Submitted by on Sunday, 1 June 2008 No Comment

Originally published March 8, 2007, thehive.modbee.com

Tonight’s episode of “9 to 5 to 9″ is being pre-empted by a sniveling, whiny pity party. Please tune it at the regular time and URL Sunday, when “9 to 5 to 9″ will return with a less self-absorbed episode.

I felt cruddy all day today. My eyelids were sandpaper, my nose was triple its usual, and an alien kept pounding on my forehead, trying to escape. Tomorrow morning I’ll have whiplash.

It was nothing fatal. Just an allergy attack. Except I don’t have little allergy attacks – I have sneeze tsunamis. Strings of five or six head-snapping, body-rocking spasms at a time. No kidding — I once spent months seeing a chiropractor after I threw out my back during a sneezing fit.

I ah-chooed my way through the work day. It’s not as if I was contagious and would infect co-workers. Irritate, maybe, but not infect. And I’m always grumpy during these spells, so I didn’t need to be around the irritating little people who would have wound up going with me if I’d left. They definitely would have irritated me, as loaded up as I was on legal pseudoephedrine. How do meth heads stand it?

The real reason I stayed, though, was the secret every working mother knows: Mommies don’t get sick days. Mommies don’t even get sick minutes. Heck, I know mommies who would be delighted just to go to the bathroom alone.

Back in the day BC – Before Children – I still would have stayed at work. But as soon as I got home, I would have popped a Benadryl, crawled under the covers and slipped into a coma. Can’t do that now. Not with young’uns to herd, feed and bathe, lunches to pack and the next day’s dinner to fix.

And working moms have to ration that precious sick time, particularly in the early years when every virus floating within 10 square miles hones in on your kid. For days when you get the call: “We think Big Guy has pink eye. You need to get him checked.”

* Data section
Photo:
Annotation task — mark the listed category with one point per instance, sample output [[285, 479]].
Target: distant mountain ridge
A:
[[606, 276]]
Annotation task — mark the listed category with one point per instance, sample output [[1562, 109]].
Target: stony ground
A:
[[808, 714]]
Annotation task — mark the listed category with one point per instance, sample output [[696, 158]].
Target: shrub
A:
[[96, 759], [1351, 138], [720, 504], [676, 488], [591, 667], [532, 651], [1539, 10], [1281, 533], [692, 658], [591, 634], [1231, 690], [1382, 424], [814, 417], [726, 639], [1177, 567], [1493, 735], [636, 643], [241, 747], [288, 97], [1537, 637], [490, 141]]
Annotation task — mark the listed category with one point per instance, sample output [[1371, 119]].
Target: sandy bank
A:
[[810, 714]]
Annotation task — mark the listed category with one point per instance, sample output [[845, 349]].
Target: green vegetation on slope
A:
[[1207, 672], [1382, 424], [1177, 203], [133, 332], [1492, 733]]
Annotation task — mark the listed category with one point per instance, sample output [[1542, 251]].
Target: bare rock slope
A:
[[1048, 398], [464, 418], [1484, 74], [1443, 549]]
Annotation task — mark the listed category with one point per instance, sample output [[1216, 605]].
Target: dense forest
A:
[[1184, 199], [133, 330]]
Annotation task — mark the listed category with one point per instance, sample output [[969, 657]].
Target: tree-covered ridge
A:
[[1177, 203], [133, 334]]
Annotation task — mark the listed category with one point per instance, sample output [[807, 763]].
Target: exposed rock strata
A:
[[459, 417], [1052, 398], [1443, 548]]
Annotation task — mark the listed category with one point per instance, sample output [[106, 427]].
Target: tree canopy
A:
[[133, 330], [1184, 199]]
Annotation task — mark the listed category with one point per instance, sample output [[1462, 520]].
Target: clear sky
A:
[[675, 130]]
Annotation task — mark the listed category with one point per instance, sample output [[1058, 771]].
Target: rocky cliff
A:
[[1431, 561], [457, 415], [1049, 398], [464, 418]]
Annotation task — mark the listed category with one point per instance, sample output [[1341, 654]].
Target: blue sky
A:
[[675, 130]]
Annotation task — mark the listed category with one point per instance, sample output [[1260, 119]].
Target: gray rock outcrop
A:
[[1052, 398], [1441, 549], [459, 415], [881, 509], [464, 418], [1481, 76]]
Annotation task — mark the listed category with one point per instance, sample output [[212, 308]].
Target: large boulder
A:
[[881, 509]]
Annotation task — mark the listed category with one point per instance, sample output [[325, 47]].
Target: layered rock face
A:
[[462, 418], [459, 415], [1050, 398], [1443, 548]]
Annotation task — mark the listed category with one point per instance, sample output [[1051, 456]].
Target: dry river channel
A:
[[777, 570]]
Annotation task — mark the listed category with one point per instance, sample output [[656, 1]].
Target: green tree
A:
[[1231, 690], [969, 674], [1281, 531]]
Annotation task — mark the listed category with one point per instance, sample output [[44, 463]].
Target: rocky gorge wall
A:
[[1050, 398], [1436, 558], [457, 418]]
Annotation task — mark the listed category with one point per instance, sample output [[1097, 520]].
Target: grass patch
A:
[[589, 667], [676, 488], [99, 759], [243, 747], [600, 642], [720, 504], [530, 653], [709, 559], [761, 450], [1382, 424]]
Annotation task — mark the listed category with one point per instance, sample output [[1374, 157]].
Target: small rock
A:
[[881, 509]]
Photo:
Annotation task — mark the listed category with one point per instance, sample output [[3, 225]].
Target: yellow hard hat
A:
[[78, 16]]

* Tasks
[A] According to the allergy column, why can the writer no longer take a Benadryl and go to bed right after getting home? Answer in one to three sentences.
[B] Please carry on the allergy column from its last sentence.
You won't need the lines for this.

* Exercise answers
[A] She has young children to herd, feed and bathe. She also has lunches to pack and the next day's dinner to fix.

[B]
My first reaction is “aw, crap! I have things to do.” My second is, “my poor baby.” My third is intense guilt because I thought “aw, crap” before I thought “my poor baby.”

Then there’s the other guilt. No matter how many times in the day BC you covered for other parents with sick kids, no matter how many holidays you missed so someone else’s children wouldn’t miss Mommy or Daddy at Christmas, you think someone will hold it against you when you have to bug out when a bug strikes.

Thus starts the head trip: You’re used to being an A+ worker, but now you need to be an A+ mom, too. Where ever you are, you feel guilty about where you’re not.

Back in the day BC, you never had to jet midday with an “Oops! Gotta go!” Back in the day BC, you never wondered if co-workers questioned your work ethic. You’re not alone in wondering now. I was at a seminar a few years ago for women in journalism, and the fear that peers thought they weren’t doing the job was common among mothers in the room.

Many of us at that seminar survive by partitioning our lives: Work stuff in one box, home stuff in another. Problem is, it’s always going to get messy when one box overflows. And that completely overlooks that fact that there should to be a third box, filled with your stuff.

The things you used to do back in the day BC. Things like come home from work and lapse into a coma.

Today, I really missed that third box.